§ **Текст для чтения**:
----

Я попытался опровергнуть тезис, неявно заключенный в том, что я называю перевернутой формулой: правильно ли будет сказать, что мир есть продолжение войны другими средствами?
Опять-таки я не отрицаю того, что террористические сети КГБ, стремящиеся дестабилизировать демократические страны Европы, действуют как враги и далеко выходят за рамки существующей с незапамятных времен шпионской практики (которую Гоббс 312 не преминул упомянуть в своем описании межгосударственных отношений, взятых за образец естественного состояния). Клаузевиц хранил воспоминание о европейской Республике государств, какой ее описали Вольтер и Монтескьё 313 , хотя он и предчувствовал последствия национальных войн или вооружения народа. Вольно же современному теоретику не признавать, что специфический характер войны заключается в насилии или преобладающем применении насилия. Как бы там ни было, но различие между войной и миром, которое советские авторы усматривают в применении (преобладающем) насилия, восходит по прямой линии к Клаузевицу.

----

§ **Данные разметки координат**:

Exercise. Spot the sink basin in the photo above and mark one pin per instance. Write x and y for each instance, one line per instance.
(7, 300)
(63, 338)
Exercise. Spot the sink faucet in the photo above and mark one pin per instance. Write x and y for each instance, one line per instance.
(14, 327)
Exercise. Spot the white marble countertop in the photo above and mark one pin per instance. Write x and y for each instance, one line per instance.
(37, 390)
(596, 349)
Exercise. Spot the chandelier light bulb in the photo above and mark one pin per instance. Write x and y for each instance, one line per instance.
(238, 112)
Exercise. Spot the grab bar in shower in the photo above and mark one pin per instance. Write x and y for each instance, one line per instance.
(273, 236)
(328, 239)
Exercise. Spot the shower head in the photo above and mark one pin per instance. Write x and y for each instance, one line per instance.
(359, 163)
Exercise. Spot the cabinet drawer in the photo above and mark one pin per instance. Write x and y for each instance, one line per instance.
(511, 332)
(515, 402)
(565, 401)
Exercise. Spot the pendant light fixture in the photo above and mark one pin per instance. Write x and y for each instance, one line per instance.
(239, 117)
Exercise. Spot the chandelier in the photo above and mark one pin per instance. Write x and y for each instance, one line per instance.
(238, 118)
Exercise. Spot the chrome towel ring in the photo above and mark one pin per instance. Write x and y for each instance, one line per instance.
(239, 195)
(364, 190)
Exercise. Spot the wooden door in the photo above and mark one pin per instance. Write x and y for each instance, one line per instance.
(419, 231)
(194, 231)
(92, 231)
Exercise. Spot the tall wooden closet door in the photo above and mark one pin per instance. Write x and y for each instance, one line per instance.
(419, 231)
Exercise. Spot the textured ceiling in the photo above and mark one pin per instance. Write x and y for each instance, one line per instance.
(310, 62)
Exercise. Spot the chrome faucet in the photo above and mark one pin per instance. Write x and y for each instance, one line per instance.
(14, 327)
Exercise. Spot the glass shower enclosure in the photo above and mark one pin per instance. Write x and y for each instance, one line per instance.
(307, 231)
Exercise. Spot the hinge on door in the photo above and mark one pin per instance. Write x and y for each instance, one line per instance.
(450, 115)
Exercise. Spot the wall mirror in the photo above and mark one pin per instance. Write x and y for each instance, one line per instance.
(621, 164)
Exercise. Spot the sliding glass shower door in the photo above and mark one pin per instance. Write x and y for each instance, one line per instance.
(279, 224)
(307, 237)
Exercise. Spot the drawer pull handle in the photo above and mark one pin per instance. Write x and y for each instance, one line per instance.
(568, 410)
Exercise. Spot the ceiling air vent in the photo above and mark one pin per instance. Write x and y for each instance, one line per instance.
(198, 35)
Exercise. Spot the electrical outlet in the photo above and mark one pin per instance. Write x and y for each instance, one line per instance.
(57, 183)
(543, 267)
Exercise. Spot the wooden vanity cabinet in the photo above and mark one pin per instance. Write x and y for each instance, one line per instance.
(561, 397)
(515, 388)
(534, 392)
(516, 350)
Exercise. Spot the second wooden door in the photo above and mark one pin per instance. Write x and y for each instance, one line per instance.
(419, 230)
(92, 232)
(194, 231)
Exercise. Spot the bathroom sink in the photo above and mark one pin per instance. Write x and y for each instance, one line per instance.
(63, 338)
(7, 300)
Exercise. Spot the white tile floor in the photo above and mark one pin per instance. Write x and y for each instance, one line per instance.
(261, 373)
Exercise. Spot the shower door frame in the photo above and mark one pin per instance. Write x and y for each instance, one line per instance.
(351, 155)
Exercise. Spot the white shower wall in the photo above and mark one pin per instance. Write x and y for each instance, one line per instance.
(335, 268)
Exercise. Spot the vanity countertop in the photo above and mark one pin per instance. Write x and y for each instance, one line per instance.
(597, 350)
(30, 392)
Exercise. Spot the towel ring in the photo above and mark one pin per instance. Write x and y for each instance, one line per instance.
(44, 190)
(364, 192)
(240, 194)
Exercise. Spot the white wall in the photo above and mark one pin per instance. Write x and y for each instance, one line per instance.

----

§ **Задания для выполнения**:
**a)** Определите, согласуются ли с текстом о войне и мире следующие утверждения: (i) автор отрицает, что террористические сети КГБ действуют как враги; (ii) Клаузевиц хранил воспоминание о европейской Республике государств; (iii) различие между войной и миром, которое советские авторы усматривают в применении насилия, восходит к Гоббсу. На каждое ответьте «да» или «нет» и дословно приведите решающие слова текста.
**b)** Продолжите текст о войне и мире, начав сразу после его последнего предложения.

§ **Ответы по заданиям**:
**a)**
(i) Нет: «Опять-таки я не отрицаю того, что террористические сети КГБ, стремящиеся дестабилизировать демократические страны Европы, действуют как враги».
(ii) Да: «Клаузевиц хранил воспоминание о европейской Республике государств».
(iii) Нет: «различие между войной и миром, которое советские авторы усматривают в применении (преобладающем) насилия, восходит по прямой линии к Клаузевицу».

**b)**
Мой отказ перевертывать Формулу явно раздражает моих оппонентов. Формально я отвергаю эту инверсию по очень простой причине: Формула не исключает того факта, что, когда пушки молчат, государства продолжают свое соперничество вне поля боя и иными средствами; но утверждение, будто мир есть продолжение войны иными средствами, лишено смысла в универсуме Клаузевица, поскольку война характеризуется применением оружия. Если кто-то хочет сказать, что противостояние государств в нашу эпоху окрашено враждебностью, отличающейся по своей природе от той, которая существовала между европейскими государствами в прошлом, я с этим охотно соглашусь. Что думал бы и что писал бы Клаузевиц сегодня, никому не известно. Мои суждения о современной обстановке принадлежат только мне одному, и я признаю, что, опираясь на другие мысли Клаузевица, можно прийти к выводам, не совпадающим с моими.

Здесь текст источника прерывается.